TEXT BLOCK:
>> Start
The Studium of This Photo: Roland Barthes in 1980. The Punctum (For Me) of This Photo: Shortly After, Barthes Got Run Over by a Laundry Truck
” Color is a coating applied later on to the original truth of the black and white photograph. ” That’s a great quote, maybe my favorite thing Barthes has written. Funny I don’t remember having seen it before, but there it is on page 81 of Richard Howard’s translation of Camera Lucida published by Hill and Wang. I ran across it while re-reading the book. The quote stuck out for me because it’s so quotable, the sort of pithy bon mot that fits great in an essay about photography. And it’s by Barthes no less, so it’s got tons of “crit lit” street cred. You’d think others would have liked it and used it, and I’d have run across it numerous times in past readings, given I read a lot about photography. But no, I’ve never seen it before.
Which is further proof of what I’ve long suspected: All sorts of people – from academic ‘critical theorists’ to the pretentious no-hopers who congregate on photography websites – love to reference Barthes’ “seminal” work about photography, Camera Lucida, but few of them have actually read it. It’s the sort of book one must be conversant with when one is “serious” about photography, but in reality, nobody reads it. They just discuss it as if they had, with other serious people who haven’t read it either, repeating its fashionable jargon deliberately conceived to exclude those not in on their “discourse.”
>> End
SOURCE EXCERPT:
>> Start
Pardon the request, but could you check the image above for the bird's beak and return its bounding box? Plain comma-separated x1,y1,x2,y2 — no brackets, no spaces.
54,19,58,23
>> End
WRITTEN TASKS:
1. Answer from the essay on Barthes' Camera Lucida:
(a) On what page of Richard Howard's translation does the color quote appear?
(b) Which publisher issued that translation?
(c) According to the writer, what have few of the people who reference Camera Lucida actually done?
2. Extend the essay on Barthes' Camera Lucida past its final sentence.
The lines aren't needed for this.

ANSWERS BELOW:
1.
(a) Page 81
(b) Hill and Wang
(c) Read it

2.
Some general background about Barthes: Barthes was/is a French literary theorist, philosopher, linguist, critic, and semiotician, a “post-modern” deconstructionist whose work has influenced structuralism, semiotics, social theory, design theory, anthropology, and post-structuralism. Suffice it to say that he was/is the poster boy for the French Post-Modernist Intellectual, a quasi-Marxist true believer in a Nietzschean relativism that holds there is no truth, no argument superior to any other argument (which, if you think about it, is completely contradictory on its face). I’ve written about him before here, which should tell you more than enough of what you need to know about Barthes.
So, assuming you haven’t read it, let me give you the Cliff Notes on Barthes’ Camera Lucida. It’s simple, and it’s this. What makes photography unique is the fact that it faithfully records the fact that something has been. Something was there, actually existed, reflected actual light rays, those light rays imprinted themselves on a film media, and the end result is an artifact – the photo – that possesses, in some significant sense, the essence, the being of that thing photographed. And this is the essence of photography as a representational medium.
Wayne New Jersey, 1974. The Studium: Me, My Brother and My Dad. The Punctum: My Brother Looks Like Harry Shearer in Spinal Tap.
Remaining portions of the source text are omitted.